* begin Dataset content *

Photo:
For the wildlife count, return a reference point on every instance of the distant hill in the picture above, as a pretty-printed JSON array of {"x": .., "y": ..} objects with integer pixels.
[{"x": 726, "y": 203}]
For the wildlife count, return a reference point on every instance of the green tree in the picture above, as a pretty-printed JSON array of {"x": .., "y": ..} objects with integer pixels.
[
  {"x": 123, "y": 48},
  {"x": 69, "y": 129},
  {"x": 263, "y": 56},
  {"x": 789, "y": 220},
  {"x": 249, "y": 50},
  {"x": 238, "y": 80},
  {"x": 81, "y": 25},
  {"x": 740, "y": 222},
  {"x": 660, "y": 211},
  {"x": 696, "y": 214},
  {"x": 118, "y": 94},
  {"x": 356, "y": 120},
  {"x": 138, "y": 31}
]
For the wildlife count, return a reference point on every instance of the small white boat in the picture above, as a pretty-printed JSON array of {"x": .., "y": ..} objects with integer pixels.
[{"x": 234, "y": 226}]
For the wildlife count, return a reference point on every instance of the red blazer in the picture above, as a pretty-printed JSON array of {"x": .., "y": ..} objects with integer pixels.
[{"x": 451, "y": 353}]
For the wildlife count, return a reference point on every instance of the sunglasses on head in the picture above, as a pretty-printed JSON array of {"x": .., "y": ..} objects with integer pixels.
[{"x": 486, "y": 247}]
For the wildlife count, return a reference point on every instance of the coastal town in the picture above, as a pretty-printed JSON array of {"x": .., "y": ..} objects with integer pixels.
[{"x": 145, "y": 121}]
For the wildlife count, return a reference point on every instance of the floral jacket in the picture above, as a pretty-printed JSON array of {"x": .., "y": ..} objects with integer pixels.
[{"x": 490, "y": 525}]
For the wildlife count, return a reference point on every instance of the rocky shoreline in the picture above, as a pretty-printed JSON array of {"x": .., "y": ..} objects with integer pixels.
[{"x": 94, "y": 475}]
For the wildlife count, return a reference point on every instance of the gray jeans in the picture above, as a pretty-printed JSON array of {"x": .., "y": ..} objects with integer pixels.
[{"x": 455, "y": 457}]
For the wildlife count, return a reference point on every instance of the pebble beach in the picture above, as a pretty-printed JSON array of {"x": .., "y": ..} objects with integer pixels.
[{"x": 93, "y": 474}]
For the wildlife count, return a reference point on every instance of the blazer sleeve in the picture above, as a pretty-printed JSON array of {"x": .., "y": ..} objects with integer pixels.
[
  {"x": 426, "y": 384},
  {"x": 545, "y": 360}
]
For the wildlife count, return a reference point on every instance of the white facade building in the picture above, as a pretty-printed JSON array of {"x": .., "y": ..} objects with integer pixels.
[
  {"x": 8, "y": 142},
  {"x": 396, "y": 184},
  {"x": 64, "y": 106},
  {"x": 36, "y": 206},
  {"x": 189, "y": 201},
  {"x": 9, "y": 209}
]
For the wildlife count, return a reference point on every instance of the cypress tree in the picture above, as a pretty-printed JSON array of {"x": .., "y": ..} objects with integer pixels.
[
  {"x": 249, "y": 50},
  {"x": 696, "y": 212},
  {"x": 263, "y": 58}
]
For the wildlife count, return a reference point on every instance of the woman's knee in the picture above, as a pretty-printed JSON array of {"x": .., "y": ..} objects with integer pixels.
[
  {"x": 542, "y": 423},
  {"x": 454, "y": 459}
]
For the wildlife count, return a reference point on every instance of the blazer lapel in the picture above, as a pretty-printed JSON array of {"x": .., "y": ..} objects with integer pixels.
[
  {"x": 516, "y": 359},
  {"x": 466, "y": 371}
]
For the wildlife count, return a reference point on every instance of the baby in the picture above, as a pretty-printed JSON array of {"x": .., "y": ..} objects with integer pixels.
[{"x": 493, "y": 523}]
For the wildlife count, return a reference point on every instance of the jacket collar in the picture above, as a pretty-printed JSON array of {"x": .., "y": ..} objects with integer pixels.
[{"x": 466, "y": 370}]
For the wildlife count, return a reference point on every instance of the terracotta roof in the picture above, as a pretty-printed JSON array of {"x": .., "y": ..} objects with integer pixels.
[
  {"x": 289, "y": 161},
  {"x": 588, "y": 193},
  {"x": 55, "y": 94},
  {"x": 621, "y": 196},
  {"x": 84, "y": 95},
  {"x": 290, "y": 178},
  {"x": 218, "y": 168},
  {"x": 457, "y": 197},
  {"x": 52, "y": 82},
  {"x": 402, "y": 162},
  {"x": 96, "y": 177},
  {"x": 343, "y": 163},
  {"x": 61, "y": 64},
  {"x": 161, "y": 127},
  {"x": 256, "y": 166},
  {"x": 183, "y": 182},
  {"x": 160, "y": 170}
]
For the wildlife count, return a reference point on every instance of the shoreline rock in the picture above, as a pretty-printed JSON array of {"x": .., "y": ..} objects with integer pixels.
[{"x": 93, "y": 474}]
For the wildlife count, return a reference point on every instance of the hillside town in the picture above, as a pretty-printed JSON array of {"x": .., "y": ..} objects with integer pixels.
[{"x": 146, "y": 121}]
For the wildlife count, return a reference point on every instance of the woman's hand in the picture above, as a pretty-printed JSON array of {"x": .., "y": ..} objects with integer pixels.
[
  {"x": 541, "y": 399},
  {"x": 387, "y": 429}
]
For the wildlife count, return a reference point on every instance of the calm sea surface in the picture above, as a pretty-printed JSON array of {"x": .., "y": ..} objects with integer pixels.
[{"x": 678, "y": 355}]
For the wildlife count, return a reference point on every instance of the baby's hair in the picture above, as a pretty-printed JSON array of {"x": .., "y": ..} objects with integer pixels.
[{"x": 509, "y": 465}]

* end Dataset content *

What you will do
Starting with the line containing "of the baby's" and going on through the end of the rows, write those lines out again, requests included, shifting every x and y coordinate in the answers up by 85. Leave the requests and their format samples unchanged.

Solved problem
For the wildlife count, return a reference point on every instance of the baby's hair in the picture above, as a pretty-printed JSON array of {"x": .., "y": ..} objects with integer pixels.
[{"x": 594, "y": 550}]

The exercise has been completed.